WHAT THIS TASK INVOLVES
Print the passage on the insular cortex word for word, starting with "Figure 1. Schematic" and going on through "previous expectations 23.".

PAGE TEXT

Figure 1. Schematic representation of sensory-specific expectancy processing in the insular cortex from the studies of Sharvit and others 23 and Fazeli and Büchel 24.
Blue shades over the Posterior Insula (PI) refer to processing of pain based solely on nociceptive inputs. Orange shades over the Middle (MI) and Anterior Insula (AI), refer to processing of pain (and disgust 23) based also on prior expectations. Green shades in AI refer to regions coding prediction errors 24, and suppressing the effect of previous expectations 23.
A further, and critical, point of divergence relates to whether the insular cortex is also susceptible to sensory-specific expectancy for other events than pain. This question was addressed only by Sharvit and others 23 who described complementary effects to those observed in pain, also for the case of olfactory disgust. These results suggested that the middle-anterior insula may hold multiple predictive representations of upcoming events, which are then updated by bottom-up sensory input. Hence, although the middle-anterior insula appears sensitive to a wide range of stimuli 14, it may retain sensory-specific information about each of them. Anatomical studies on primates subfields in this region 26, with a level of detail that exceeds that derived from neuroimaging research in humans 27, 28. It is therefore foreseeable that different kinds of sensory events might be represented in the anterior insula through neighbouring, but distinct, neuronal populations, which could be difficult to distinguish through radiological imaging, but nonetheless selectively dissociated through well-crafted expectancy manipulations.

(Stored data entries)

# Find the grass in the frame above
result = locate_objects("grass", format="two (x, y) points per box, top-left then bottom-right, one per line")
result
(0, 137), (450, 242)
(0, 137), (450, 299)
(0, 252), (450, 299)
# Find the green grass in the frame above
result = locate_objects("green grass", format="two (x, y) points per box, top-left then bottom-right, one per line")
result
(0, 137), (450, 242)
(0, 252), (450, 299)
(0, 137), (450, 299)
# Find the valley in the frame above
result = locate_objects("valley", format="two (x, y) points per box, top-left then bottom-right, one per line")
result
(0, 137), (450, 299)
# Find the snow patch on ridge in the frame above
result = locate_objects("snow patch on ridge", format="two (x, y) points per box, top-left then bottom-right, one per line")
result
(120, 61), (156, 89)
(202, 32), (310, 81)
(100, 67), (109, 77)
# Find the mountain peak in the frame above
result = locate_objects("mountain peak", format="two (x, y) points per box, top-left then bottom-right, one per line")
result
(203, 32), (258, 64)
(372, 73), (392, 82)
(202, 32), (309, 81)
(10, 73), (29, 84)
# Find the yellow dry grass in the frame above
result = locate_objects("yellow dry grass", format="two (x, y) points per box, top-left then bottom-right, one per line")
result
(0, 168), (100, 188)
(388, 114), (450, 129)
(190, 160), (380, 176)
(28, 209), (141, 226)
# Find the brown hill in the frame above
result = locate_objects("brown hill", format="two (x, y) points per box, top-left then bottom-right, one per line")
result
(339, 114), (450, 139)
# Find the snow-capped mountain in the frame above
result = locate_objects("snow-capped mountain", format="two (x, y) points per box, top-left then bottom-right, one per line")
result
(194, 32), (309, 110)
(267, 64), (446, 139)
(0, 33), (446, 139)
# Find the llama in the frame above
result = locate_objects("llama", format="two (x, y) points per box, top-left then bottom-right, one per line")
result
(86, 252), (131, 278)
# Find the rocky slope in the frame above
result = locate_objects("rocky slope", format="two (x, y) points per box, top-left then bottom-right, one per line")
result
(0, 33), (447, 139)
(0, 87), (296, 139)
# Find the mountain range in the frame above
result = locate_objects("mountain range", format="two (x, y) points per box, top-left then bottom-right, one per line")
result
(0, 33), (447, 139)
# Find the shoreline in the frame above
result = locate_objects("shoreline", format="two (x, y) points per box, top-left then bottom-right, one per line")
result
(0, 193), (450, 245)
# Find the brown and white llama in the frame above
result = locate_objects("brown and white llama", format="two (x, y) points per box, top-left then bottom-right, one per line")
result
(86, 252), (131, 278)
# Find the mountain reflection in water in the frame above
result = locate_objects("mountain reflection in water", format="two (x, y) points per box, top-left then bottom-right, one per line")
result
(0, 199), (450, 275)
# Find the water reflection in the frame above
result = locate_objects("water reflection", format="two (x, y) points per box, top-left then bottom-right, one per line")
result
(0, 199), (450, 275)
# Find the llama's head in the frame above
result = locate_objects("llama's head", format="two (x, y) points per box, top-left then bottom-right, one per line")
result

EXERCISE SOLUTION
Figure 1. Schematic representation of sensory-specific expectancy processing in the insular cortex from the studies of Sharvit and others 23 and Fazeli and Büchel 24.
Blue shades over the Posterior Insula (PI) refer to processing of pain based solely on nociceptive inputs. Orange shades over the Middle (MI) and Anterior Insula (AI), refer to processing of pain (and disgust 23) based also on prior expectations. Green shades in AI refer to regions coding prediction errors 24, and suppressing the effect of previous expectations 23.